Please show every line from the entries that carries the word "shown".

----

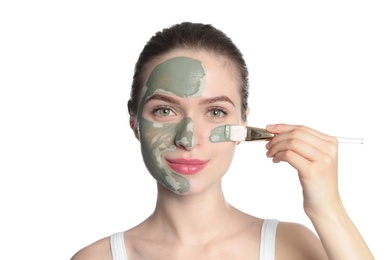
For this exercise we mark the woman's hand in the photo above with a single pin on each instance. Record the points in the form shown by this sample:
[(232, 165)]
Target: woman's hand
[(314, 156)]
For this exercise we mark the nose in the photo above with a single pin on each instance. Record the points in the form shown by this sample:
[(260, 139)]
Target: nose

----

### Answer to this task
For this exercise we mark the woman's hand in the photo above with a single pin on each instance. Record the points in the form shown by this sample:
For this exercise we mark the nose in the photo above with a single pin on each instance. Record the points in the form shown by this sample:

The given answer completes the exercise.